YOUR TASK:
Return the lines of the material below that run from the line containing "Exercise. Indicate the red state label 'az'" through the line containing "x=392, y=340", reproduced verbatim with both end lines included.

Dataset excerpt:
= = = = = = =

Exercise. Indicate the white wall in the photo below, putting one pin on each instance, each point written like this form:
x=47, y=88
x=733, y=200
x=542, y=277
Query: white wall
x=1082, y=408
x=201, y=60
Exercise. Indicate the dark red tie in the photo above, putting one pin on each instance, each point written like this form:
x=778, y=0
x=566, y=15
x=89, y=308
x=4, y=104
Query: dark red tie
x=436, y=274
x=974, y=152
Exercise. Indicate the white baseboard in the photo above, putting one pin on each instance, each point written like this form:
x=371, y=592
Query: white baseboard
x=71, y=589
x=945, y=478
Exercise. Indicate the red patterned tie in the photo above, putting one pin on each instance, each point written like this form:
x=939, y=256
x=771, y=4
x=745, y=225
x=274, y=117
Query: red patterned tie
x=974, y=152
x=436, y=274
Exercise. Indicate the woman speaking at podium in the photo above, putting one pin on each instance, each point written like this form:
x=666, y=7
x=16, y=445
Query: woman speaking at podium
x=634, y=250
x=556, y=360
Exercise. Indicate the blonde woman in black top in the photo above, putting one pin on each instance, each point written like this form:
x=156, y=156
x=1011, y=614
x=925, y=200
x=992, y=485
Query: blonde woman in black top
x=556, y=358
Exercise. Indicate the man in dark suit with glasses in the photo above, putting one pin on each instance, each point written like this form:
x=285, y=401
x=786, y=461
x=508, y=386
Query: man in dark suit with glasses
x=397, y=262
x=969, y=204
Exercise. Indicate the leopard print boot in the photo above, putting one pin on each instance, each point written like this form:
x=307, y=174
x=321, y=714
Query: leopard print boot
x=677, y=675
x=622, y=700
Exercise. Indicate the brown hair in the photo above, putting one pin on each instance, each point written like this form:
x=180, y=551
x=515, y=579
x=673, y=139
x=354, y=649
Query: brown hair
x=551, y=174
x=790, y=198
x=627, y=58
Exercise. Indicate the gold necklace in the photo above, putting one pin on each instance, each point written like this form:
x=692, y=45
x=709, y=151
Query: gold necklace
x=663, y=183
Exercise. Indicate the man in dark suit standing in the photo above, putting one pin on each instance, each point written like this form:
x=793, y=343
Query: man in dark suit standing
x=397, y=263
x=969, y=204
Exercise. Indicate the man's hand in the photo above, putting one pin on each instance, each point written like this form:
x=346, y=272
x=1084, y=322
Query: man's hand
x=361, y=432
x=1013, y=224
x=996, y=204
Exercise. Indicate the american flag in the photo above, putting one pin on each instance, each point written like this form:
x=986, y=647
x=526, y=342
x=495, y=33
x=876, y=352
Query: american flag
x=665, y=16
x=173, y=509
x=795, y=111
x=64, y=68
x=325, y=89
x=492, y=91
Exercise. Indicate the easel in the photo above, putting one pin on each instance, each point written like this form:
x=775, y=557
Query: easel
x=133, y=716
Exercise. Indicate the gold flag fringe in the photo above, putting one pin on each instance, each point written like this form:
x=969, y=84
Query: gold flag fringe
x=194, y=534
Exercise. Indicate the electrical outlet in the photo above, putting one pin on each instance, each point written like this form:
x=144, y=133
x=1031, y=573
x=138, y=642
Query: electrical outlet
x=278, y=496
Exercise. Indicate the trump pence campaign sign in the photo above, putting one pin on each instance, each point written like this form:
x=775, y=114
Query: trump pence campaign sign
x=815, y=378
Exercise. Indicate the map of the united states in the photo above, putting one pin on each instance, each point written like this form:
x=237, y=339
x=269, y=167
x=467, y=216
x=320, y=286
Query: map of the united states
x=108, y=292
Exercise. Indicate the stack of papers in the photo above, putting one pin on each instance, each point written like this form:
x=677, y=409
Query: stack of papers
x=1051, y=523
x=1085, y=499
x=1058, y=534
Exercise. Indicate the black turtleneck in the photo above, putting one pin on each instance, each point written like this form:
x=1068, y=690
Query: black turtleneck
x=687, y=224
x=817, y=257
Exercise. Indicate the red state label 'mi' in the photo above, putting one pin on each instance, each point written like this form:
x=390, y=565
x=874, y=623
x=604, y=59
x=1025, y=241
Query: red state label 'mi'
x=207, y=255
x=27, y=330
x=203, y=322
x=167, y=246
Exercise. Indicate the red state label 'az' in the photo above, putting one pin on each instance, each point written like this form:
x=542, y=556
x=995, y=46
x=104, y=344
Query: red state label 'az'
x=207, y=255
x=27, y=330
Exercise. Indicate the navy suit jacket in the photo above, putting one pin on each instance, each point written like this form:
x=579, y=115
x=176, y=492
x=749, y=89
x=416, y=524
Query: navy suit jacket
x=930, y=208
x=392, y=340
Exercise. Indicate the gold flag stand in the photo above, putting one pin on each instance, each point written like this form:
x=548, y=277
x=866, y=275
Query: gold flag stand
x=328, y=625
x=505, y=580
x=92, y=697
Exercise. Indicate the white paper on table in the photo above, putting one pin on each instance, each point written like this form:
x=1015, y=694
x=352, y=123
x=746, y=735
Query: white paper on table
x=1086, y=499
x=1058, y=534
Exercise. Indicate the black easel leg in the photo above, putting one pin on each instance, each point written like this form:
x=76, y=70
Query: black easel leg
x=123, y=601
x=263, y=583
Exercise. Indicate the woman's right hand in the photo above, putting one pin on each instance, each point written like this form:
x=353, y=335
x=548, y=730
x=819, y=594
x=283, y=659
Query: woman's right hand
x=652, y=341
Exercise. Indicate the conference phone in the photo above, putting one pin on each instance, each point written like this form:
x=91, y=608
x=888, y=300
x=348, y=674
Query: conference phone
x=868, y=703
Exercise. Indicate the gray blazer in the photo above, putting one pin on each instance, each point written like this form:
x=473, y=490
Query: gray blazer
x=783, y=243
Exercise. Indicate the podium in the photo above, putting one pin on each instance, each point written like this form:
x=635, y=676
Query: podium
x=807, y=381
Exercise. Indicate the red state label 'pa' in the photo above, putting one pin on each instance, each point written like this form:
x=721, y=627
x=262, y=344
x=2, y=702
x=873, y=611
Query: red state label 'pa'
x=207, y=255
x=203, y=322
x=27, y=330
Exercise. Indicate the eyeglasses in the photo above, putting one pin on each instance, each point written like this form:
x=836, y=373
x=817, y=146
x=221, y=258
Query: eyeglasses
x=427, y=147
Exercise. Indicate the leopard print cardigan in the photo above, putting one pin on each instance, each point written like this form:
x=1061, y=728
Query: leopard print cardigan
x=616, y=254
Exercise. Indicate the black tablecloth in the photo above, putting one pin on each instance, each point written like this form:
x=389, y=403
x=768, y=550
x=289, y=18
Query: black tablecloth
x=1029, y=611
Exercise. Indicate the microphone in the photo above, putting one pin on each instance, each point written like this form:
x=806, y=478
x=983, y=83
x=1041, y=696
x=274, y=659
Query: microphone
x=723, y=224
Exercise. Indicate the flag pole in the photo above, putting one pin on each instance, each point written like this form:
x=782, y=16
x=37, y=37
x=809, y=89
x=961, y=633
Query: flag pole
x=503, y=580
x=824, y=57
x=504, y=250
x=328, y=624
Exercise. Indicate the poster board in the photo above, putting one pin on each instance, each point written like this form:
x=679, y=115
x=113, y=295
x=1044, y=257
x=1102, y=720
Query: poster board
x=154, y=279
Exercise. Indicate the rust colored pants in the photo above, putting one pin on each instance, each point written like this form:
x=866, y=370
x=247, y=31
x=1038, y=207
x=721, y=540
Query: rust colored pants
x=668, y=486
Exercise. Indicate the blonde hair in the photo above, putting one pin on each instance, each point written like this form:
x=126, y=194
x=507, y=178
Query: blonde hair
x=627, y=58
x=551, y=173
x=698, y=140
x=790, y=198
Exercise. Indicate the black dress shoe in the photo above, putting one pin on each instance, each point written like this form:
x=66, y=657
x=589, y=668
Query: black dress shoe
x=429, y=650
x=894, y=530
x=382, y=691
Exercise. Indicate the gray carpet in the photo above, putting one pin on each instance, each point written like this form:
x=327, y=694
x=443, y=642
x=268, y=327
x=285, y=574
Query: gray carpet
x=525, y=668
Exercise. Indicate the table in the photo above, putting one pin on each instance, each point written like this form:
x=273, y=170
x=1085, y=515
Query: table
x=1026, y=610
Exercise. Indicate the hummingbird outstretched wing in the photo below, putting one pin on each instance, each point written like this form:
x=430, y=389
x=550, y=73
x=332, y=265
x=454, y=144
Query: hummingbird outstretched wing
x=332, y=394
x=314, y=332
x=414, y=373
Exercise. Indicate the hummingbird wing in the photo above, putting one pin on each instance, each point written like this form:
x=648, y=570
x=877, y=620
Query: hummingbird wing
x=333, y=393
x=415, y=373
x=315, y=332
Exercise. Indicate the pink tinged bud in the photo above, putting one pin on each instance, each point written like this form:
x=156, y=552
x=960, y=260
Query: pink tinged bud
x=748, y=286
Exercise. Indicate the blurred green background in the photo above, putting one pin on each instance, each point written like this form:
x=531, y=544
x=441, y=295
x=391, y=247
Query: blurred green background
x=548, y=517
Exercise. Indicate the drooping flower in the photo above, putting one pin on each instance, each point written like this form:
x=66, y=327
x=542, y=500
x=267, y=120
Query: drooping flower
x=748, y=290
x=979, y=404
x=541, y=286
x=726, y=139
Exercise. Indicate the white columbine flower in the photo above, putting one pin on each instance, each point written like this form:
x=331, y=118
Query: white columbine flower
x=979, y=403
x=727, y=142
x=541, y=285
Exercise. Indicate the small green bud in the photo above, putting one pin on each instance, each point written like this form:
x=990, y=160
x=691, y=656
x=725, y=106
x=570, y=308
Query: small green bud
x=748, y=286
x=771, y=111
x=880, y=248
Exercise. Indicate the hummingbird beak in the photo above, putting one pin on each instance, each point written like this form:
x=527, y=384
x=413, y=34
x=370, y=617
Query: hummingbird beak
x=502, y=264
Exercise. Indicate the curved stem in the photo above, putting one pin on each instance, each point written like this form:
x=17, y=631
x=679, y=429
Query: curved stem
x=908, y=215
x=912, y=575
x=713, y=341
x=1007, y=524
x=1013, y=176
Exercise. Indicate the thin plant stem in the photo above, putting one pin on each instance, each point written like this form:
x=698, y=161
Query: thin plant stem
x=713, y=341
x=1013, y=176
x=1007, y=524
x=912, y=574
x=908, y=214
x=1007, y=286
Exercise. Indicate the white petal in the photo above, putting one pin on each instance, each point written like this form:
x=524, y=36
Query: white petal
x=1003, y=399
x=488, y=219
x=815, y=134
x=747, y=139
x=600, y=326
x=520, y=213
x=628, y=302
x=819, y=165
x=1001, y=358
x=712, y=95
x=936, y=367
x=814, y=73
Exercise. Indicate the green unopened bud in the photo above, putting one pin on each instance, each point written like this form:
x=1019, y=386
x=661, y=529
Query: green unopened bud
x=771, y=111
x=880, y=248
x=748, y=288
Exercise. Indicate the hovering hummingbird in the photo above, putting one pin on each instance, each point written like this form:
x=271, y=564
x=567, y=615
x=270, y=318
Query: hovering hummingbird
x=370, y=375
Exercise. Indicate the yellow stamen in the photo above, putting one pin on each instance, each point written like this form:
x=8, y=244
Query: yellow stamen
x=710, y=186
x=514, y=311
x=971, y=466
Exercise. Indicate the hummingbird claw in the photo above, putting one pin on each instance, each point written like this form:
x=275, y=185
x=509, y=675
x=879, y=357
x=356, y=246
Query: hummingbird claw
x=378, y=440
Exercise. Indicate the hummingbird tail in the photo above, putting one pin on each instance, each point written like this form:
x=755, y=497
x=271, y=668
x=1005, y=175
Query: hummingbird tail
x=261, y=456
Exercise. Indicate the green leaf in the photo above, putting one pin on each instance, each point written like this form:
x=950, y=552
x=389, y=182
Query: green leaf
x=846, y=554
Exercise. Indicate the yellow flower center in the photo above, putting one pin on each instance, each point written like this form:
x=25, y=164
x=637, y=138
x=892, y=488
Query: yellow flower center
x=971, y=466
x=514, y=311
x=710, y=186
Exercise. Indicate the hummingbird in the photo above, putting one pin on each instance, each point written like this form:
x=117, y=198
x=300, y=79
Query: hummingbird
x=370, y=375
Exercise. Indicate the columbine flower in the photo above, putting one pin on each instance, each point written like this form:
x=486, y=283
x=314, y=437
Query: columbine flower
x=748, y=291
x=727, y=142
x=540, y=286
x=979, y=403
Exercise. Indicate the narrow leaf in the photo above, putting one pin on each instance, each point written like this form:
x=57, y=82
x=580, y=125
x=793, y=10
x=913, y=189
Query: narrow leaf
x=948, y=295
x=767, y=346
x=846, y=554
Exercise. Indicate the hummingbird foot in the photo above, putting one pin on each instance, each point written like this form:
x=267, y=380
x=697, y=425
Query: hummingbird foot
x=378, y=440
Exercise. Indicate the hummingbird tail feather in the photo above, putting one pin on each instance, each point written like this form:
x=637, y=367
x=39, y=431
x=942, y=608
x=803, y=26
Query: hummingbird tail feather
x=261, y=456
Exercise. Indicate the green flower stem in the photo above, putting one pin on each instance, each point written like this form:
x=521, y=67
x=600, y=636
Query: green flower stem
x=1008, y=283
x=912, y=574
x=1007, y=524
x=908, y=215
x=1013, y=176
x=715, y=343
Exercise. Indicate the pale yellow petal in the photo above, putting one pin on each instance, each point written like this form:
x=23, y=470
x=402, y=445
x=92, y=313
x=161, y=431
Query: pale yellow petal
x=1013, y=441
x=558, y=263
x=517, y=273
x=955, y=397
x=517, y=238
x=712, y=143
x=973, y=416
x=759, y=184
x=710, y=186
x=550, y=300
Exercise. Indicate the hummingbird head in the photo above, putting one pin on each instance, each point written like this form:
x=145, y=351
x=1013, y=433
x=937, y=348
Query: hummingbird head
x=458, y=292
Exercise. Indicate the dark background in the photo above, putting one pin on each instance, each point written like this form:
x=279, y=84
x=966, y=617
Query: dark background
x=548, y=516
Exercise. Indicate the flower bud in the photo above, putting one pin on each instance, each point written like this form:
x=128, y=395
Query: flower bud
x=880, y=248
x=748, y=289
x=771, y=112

= = = = = = =

RESULT OF THIS TASK:
Exercise. Indicate the red state label 'az' in the photo above, putting one pin on each instance, each point written like this form:
x=542, y=556
x=995, y=46
x=104, y=344
Query: red state label 'az'
x=207, y=255
x=27, y=330
Exercise. Indicate the navy suit jacket in the photo above, putting one pin on each instance, each point written like this form:
x=579, y=115
x=176, y=492
x=749, y=89
x=416, y=524
Query: navy suit jacket
x=930, y=208
x=392, y=340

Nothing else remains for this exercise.